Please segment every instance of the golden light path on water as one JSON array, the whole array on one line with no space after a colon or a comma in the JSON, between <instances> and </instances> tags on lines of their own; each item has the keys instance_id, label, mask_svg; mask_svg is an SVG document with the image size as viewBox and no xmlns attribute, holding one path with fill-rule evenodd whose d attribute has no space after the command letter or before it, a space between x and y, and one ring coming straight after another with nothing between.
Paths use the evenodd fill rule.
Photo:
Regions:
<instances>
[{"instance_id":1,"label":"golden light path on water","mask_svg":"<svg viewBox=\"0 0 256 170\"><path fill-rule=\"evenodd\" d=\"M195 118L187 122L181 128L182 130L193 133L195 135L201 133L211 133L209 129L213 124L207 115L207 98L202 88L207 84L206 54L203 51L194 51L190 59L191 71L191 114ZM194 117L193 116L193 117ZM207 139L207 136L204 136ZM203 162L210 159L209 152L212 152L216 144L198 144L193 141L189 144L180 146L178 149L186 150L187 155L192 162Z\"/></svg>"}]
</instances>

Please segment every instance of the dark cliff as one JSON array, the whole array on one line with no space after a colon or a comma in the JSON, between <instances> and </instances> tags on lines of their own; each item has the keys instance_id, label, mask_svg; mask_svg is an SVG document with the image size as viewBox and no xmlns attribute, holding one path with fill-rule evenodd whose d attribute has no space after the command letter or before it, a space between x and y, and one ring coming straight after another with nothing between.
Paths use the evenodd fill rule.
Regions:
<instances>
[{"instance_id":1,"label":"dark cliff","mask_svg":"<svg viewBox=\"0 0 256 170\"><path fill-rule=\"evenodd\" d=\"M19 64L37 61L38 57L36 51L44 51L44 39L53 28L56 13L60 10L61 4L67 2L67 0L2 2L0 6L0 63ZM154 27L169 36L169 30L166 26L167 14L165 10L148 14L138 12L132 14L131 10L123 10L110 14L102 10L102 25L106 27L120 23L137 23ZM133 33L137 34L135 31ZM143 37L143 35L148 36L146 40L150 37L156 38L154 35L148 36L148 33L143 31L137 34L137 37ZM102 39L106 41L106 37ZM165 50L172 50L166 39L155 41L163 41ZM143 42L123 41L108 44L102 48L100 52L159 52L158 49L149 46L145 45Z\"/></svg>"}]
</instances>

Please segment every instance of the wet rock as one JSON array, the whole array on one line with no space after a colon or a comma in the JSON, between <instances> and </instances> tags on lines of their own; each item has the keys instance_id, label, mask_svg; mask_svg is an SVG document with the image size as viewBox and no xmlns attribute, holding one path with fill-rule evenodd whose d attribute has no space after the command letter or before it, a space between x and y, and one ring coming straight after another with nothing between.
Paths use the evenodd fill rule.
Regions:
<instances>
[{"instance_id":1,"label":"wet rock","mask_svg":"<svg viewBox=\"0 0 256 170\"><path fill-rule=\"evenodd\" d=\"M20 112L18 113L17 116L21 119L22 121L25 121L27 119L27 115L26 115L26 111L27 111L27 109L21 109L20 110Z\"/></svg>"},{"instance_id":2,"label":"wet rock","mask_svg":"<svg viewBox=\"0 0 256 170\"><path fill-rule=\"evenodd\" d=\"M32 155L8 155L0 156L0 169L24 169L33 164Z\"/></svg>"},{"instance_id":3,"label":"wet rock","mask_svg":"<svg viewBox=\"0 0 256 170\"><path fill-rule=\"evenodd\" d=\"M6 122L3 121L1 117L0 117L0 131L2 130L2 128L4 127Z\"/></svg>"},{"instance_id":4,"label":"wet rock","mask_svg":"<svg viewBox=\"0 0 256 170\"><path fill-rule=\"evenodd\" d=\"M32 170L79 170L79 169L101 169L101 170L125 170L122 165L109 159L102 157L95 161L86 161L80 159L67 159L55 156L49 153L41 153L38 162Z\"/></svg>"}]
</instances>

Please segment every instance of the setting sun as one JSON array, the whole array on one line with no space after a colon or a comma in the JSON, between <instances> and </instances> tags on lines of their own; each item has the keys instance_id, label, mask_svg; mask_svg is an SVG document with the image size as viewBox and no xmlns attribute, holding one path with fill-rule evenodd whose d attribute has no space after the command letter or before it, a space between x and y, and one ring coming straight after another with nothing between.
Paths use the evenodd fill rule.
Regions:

|---|

## PROBLEM
Count the lines in the entries above that contain the word "dark". Reply with the number alone.

## RESULT BELOW
2